- [BRANO DI PARTENZA]:
>>

A prescindere dalle forme espressive del potere politico, religioso ed economico investito dai gay, si dovrebbe guardare alle loro collettività come a corpi sociali in movimento e strutturati intorno a scelte particolari che concretizzano a fatica il potere decisionale dei gruppi che le compongono, soprattutto laddove la volontà di imporre certe scelte di vita al di fuori di esse è criticata dall’interno e addomesticata dall’esterno (Remotti, 1994). Quello omosessuale è un capitale sociale che produce/riproduce una subcultura altra da quella maschile eterosessuale e che, attraverso strategiche tolleranze e intrecci con altre culture, definisce gruppi e individui politicamente. In particolare lo fa attraverso i media e le nuove tecnologie, il linguaggio e i costumi.

<<

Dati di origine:
>>

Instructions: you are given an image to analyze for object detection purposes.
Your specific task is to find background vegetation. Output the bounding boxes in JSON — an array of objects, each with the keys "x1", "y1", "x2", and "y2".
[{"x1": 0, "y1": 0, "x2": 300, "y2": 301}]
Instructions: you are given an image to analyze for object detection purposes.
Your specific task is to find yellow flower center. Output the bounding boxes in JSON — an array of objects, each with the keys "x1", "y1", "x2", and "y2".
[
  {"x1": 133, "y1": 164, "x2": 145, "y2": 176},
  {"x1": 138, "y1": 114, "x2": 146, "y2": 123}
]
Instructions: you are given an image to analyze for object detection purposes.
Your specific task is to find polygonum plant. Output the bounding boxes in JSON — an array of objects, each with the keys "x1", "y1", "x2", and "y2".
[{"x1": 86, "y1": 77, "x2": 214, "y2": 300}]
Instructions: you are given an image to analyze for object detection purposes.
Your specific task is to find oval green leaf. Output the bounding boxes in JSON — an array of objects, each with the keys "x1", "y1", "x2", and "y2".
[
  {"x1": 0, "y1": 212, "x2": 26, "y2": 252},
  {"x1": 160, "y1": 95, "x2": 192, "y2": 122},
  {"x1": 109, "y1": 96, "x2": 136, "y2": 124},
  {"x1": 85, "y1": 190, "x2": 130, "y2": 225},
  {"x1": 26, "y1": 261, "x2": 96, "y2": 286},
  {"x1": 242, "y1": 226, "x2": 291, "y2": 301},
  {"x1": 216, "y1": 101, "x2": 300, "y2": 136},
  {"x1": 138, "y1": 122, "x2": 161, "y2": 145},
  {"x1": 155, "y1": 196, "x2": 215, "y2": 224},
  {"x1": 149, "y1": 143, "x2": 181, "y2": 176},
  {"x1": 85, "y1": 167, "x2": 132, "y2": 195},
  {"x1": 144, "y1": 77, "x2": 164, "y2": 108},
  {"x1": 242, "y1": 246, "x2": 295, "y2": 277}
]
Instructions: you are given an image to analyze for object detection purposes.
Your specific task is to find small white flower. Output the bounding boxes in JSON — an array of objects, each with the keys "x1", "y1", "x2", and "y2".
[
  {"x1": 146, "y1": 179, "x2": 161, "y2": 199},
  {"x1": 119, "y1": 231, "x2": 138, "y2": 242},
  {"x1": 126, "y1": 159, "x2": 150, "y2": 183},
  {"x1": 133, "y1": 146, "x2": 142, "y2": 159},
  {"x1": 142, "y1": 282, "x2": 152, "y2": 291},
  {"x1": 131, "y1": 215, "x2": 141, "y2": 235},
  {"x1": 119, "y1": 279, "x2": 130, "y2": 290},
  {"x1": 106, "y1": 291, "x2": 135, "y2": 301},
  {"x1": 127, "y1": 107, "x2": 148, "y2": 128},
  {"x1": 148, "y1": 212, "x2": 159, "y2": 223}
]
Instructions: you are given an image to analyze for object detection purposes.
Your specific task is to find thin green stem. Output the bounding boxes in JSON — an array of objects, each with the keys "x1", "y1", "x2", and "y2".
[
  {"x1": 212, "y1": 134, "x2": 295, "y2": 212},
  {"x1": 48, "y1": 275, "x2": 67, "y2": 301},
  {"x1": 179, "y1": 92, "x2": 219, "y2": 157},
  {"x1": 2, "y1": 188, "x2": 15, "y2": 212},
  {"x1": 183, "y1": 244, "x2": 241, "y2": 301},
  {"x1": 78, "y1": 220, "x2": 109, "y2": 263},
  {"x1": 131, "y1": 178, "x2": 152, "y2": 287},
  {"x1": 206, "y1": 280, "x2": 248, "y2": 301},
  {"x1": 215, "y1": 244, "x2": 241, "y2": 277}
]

<<
>>

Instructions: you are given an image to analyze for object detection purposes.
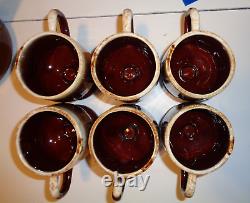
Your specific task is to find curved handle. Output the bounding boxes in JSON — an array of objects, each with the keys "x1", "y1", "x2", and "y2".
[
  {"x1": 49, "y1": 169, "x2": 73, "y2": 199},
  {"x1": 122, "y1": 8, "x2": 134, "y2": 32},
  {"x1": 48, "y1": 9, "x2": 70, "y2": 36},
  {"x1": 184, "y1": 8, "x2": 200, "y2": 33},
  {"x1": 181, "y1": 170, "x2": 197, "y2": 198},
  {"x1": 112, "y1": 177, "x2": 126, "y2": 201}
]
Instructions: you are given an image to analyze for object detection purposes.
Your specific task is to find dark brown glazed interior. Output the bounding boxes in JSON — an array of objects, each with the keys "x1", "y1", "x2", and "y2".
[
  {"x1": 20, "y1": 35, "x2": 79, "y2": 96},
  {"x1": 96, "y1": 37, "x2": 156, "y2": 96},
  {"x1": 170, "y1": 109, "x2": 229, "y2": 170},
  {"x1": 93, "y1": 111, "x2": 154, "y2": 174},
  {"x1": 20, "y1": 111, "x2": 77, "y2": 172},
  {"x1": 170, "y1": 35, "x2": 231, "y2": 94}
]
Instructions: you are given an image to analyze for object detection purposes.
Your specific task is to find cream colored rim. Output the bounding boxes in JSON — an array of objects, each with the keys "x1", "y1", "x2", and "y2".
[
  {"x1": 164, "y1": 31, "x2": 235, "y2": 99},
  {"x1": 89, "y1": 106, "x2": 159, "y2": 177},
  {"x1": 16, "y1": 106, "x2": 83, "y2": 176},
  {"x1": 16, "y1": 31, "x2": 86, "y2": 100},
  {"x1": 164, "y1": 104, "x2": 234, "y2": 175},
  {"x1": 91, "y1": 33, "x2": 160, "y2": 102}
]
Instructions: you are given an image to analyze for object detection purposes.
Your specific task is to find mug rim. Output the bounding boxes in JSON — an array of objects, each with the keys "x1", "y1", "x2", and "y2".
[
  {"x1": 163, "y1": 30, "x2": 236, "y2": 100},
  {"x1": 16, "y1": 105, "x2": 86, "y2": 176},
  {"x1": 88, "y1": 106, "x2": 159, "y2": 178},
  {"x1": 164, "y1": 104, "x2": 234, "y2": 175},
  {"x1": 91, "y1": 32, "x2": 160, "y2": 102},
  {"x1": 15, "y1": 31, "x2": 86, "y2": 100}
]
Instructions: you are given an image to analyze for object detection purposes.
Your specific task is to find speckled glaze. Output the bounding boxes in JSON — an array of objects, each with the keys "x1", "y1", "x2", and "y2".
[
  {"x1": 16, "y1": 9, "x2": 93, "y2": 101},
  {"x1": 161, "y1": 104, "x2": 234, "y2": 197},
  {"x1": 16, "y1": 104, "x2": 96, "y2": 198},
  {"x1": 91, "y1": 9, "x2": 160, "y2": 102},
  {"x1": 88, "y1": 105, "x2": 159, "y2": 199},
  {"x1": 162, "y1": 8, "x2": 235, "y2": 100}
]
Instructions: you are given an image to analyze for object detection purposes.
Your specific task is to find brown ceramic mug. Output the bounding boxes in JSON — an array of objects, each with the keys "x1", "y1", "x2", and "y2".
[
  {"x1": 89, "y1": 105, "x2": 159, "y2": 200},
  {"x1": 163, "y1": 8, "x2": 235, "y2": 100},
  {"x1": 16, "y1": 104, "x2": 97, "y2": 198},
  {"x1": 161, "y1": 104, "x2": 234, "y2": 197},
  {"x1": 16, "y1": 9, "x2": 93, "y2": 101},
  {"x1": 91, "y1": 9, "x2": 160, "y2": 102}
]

<<
>>

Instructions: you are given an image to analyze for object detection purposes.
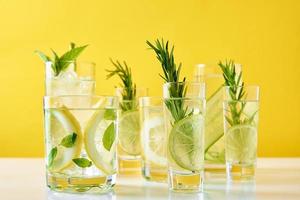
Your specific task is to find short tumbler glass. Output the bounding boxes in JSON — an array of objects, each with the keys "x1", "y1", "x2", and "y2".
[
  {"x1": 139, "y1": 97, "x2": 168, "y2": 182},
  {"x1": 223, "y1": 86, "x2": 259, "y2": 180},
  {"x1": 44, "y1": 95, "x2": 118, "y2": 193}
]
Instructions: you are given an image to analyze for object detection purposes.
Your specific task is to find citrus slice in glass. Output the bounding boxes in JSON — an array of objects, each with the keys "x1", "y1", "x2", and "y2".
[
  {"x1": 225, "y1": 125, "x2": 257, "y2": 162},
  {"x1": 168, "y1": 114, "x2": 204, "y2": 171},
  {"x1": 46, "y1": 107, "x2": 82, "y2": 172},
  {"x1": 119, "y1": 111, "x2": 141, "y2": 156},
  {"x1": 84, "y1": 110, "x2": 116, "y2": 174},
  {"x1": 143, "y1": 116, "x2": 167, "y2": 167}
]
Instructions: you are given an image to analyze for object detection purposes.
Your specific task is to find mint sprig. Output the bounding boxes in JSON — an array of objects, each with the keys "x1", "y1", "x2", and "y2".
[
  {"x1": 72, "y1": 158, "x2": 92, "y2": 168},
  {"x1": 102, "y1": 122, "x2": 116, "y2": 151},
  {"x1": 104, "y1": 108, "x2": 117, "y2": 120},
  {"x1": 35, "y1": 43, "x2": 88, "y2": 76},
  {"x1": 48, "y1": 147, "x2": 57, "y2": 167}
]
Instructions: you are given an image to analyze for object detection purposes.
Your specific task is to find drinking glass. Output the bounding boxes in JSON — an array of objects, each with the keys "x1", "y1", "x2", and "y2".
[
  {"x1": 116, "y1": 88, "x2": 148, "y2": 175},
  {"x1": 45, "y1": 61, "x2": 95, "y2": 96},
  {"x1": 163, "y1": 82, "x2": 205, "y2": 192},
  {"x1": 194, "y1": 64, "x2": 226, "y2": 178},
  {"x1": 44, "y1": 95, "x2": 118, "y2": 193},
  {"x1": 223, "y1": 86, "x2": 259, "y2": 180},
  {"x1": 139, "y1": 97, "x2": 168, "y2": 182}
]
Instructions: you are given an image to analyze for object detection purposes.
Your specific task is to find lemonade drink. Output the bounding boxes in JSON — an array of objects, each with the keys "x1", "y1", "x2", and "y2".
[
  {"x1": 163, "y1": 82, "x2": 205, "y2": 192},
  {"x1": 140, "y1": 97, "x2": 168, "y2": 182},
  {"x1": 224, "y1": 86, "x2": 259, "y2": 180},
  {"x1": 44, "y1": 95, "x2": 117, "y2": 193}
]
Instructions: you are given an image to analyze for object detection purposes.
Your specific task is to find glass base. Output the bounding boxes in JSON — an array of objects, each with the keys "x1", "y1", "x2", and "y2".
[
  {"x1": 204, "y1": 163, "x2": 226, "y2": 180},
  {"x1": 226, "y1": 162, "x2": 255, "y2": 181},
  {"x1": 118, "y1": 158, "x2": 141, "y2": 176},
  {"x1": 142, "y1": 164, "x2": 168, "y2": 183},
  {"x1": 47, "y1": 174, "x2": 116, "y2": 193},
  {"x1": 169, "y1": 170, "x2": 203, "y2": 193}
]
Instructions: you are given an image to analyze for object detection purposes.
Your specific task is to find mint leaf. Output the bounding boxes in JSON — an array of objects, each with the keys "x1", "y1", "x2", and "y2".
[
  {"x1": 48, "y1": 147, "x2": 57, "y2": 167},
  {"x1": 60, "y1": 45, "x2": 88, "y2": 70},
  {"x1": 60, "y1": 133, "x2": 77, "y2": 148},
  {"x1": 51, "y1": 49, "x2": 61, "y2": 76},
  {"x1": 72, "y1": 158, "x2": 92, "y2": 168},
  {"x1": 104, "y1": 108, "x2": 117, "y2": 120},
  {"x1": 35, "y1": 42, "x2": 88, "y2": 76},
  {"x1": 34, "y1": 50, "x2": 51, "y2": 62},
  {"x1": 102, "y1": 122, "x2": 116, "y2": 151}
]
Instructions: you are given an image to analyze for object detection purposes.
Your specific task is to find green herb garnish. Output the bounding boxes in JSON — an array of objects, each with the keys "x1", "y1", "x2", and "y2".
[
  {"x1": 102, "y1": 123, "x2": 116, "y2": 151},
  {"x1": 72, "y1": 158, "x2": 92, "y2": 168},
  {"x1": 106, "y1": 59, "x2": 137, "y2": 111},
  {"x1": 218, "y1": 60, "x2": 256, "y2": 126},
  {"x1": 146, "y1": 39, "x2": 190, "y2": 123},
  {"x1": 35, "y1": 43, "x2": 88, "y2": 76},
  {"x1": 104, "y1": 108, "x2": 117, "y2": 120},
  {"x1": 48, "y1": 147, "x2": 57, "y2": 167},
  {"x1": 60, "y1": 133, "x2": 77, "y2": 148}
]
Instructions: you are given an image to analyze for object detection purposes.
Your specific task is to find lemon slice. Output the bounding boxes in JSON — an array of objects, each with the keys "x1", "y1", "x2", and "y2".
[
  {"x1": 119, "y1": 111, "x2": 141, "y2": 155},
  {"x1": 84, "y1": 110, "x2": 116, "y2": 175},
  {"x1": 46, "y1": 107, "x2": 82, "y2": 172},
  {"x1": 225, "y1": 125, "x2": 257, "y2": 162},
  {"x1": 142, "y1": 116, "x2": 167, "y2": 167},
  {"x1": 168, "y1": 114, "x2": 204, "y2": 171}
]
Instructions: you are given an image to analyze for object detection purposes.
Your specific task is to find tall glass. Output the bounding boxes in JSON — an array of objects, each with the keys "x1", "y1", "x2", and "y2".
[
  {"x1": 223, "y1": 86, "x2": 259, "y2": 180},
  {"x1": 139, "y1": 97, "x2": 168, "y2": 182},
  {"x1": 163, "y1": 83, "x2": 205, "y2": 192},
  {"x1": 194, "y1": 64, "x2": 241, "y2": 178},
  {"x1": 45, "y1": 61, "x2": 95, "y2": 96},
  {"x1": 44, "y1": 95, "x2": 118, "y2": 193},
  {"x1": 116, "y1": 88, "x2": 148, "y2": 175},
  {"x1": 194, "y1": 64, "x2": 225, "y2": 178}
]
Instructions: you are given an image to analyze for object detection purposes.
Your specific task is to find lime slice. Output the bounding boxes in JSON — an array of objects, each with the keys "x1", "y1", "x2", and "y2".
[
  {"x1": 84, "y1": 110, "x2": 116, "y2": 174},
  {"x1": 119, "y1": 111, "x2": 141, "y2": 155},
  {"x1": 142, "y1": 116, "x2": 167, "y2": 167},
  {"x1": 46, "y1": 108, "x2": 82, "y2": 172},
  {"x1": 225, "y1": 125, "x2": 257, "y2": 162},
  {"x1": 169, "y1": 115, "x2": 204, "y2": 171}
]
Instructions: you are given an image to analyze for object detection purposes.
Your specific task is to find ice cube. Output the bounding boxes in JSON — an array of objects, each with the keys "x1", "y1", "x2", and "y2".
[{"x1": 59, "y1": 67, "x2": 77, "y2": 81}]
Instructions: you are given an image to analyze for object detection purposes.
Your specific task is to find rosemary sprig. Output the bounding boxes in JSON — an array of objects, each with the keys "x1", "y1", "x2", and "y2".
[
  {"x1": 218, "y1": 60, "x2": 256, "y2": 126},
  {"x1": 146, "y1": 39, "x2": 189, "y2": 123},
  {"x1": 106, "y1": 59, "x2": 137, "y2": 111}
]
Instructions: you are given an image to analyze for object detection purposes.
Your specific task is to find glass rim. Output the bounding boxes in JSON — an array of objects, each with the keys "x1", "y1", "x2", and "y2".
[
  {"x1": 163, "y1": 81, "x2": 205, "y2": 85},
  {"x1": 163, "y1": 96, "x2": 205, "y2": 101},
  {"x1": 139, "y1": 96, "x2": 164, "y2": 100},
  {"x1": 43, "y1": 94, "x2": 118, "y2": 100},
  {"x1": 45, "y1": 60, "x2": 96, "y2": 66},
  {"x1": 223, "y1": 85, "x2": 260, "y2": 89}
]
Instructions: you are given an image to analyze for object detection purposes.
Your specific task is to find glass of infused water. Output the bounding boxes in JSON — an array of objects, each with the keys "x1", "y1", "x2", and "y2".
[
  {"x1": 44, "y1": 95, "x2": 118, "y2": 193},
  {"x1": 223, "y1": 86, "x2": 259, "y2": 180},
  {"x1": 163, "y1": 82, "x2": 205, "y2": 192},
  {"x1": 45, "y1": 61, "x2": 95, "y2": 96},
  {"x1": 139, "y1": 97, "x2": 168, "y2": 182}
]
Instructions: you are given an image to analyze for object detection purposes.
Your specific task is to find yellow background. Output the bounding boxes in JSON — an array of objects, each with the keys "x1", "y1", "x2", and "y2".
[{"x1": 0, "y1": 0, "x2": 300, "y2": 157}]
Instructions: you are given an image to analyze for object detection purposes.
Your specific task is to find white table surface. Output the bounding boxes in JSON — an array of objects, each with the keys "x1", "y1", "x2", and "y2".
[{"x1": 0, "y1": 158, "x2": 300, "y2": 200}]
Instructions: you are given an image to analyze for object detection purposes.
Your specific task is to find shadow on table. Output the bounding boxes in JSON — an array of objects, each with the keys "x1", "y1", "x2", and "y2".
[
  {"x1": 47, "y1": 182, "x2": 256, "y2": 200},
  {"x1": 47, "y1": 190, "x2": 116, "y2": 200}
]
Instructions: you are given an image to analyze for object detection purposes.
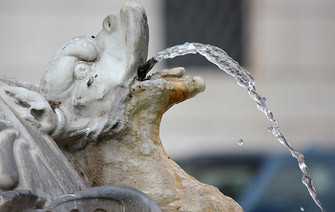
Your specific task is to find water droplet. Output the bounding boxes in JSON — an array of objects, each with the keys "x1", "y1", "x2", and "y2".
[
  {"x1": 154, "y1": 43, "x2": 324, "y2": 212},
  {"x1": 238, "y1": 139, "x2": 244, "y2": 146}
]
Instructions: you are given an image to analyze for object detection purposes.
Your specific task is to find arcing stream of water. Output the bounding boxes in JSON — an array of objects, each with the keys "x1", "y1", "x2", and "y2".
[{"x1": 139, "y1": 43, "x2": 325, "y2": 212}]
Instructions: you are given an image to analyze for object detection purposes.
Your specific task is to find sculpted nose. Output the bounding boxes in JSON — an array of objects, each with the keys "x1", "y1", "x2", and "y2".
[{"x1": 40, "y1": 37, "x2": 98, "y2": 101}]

<<

- [ESERCIZIO SCRITTO 1]: Riporta dal brano sulle collettività gay tutto ciò che va da "A prescindere dalle" giù fino a "e i costumi.".
- [ESERCIZIO SCRITTO 2]: Riassumi in due frasi il brano sulle collettività gay.
Le righe provengono da una fonte diversa.

- [RISPOSTA SCRITTA 1]:
A prescindere dalle forme espressive del potere politico, religioso ed economico investito dai gay, si dovrebbe guardare alle loro collettività come a corpi sociali in movimento e strutturati intorno a scelte particolari che concretizzano a fatica il potere decisionale dei gruppi che le compongono, soprattutto laddove la volontà di imporre certe scelte di vita al di fuori di esse è criticata dall’interno e addomesticata dall’esterno (Remotti, 1994). Quello omosessuale è un capitale sociale che produce/riproduce una subcultura altra da quella maschile eterosessuale e che, attraverso strategiche tolleranze e intrecci con altre culture, definisce gruppi e individui politicamente. In particolare lo fa attraverso i media e le nuove tecnologie, il linguaggio e i costumi.

- [RISPOSTA SCRITTA 2]: Le collettività gay andrebbero considerate come corpi sociali in movimento, strutturati intorno a scelte particolari che concretizzano a fatica il potere decisionale dei gruppi che le compongono. Il capitale sociale omosessuale produce e riproduce una subcultura diversa da quella maschile eterosessuale e definisce politicamente gruppi e individui, in particolare attraverso i media, le nuove tecnologie, il linguaggio e i costumi.